### Alıntılanan metin
# # # # #

Cengiz Aytmatov'un "Gün Olur Asra Bedel" adlı kitabında rastladığım bu terim, insanlık tarihinin en acı veren işkence yöntemlerinden biri herhalde. Mankurtlaştırmak...
Bir insanın hayatını, bilincini elinden almak...
Aytmatov'un bi' Kırgız efsanesi olarak bahsettiği bu olay, Türk'lerin Avarlar diye adlandırdığı Juan-Juan kabilesinin Kırgız dolaylarına gelerek halka eziyet etmesi ile ortaya çıkıyor.
Sarı-Özek bozkırı paylaşılamayacak kadar değerli olduğundan, Kırgızlar ve Juan-Juan'lar sürekli bir savaş halinde bulunuyorlar. Bu savaşlar sırasında karşı taraftan kaçırılan askerlere akıl almaz bir işkence uygulanıyor.
Kaçırılan kişinin saçları tek tek alınıyor köklerinden ve daha sonra kafa derisi yüzülüyor. Aynı anda bir devenin derisi yüzülüyor. Devenin yüzülen derisi kurbanın kafasına koyuluyor. Kurbanın elleri ayakları bağlı şekilde bozkırın ortasına bırakıyorlar. Kafasını yere sürtmesin diye de boynunu bağlıyorlar.
Gün geçtikçe, uzayan kıllar kafaya batıyor ve güneşin altında kalan deve eti kuruduğu için kurbanın kafasını bir mengene gibi sıkıştırıyor. Beyni zedeleniyor.
Dayanılmaz acılar içerisinde çığlık çığlığa 5-6 gün aç, susuz bekletiliyor kurbanlar. 5-6 günün sonunda kalan olmuş mu diye bakmaya geliyor Juan-Juan'lar.
Bu işkencenin ardından çoğu kimse ölüyor, kalan ise aklını ve benliği yitirmiş, robot gibi bir şey olup çıkıyor.
Kendinden habersiz, dünyadan habersiz... Geçmişi hakkında bir şey hatırlamayan, tek amacı emirlere itaat etmek olan ve kesinlikle hiçbir şey düşünemeyen bir hayvan...
İşte bu işkenceye "mankurtlaştırmak" deniliyor. İşkence sonunda sağ kalan kişiye de "mankurt" adı veriliyor.
Bu sağ kalan mankurtları köle olarak satıyorlar pazarda. Normal bir köleye göre 10 kat daha fazla para ediyor çünkü efendisine göre en büyük korku kölenin isyan etmesiymiş.
Mankurt nefes alıp, karnını doyurmaktan başka bir şey düşünemediği için 'asla' isyan etmeyeceğinden daha çok para ediyor.

# # # # #

### Listelenen kayıtlar

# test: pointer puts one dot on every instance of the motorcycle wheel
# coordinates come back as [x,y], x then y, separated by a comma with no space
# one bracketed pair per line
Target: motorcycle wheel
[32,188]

# # # # #

### Sorular
A – Mankurtlaştırma üzerine olan metne göre şu soruları yanıtlayın:
(i) Kırgızlar ile Juan-Juan'lar hangi bozkırı paylaşamadıkları için sürekli savaş halindeydi?
(ii) Kurbanlar kaç gün aç ve susuz bekletiliyordu?
(iii) Bir mankurt, pazarda normal bir köleye göre kaç kat fazla para ediyordu?
B – Mankurtlaştırma üzerine olan metnin devamını yazın.
Kayıtlar, metinden bağımsız ayrı bir malzemedir.

### Yanıtlar
A –
(i) Sarı-Özek bozkırı.
(ii) 5-6 gün.
(iii) 10 kat.

B –
Kafasına koyulan deve derisi, kurbanın kafa derisinden ayrılmamacasına yapıştığı için kurbanı kurtarmak da mümkün olmuyor. Bir mankurt'u en çok korkutan da kafasındaki derinin çıkartılması imiş.
Akıl almaz bir işkence yöntemi.
En önemlisi ise ne için sorusuna cevap verememesi.
Cengiz Aytmatov'un bu efsaneye kitabında yer vermesi bambaşka bir amaç için tabi ki.
"...Geçen yıl “Hazar Şiir Akşamları” etkinliği için Elazığ’a gelen, benim de yakından görüp beraber fotoğraf çekilebilme şansı bulduğum büyük Türk Cengiz Aytmatov, romanında işlediği bu söylenceyle (efsaneyle), Sovyetler döneminde “komünist” düşüncenin dogmalar hâlinde Türkler’in beynine sokma çalışmalarını vurgulamak istemiştir. Gerçekten bugün de bolca örneğine rastladığımız “mankurtlar“, ulus bilincinden uzaklaştırılmış birer “köle” durumuna sokulmuş durumdadırlar. Bilmedikleri bir amaç uğrunda, sırf “karınlarını doyurmak” için mankurtlaştırılmış binlerce insan, tanımadıkları varlıkların “köleliğini” yapıyorlar. İşte mankurtluğun en acı tarafı da burada ki, bu bilinçsiz insanlar ne durumda olduklarını bile bilmiyorlar."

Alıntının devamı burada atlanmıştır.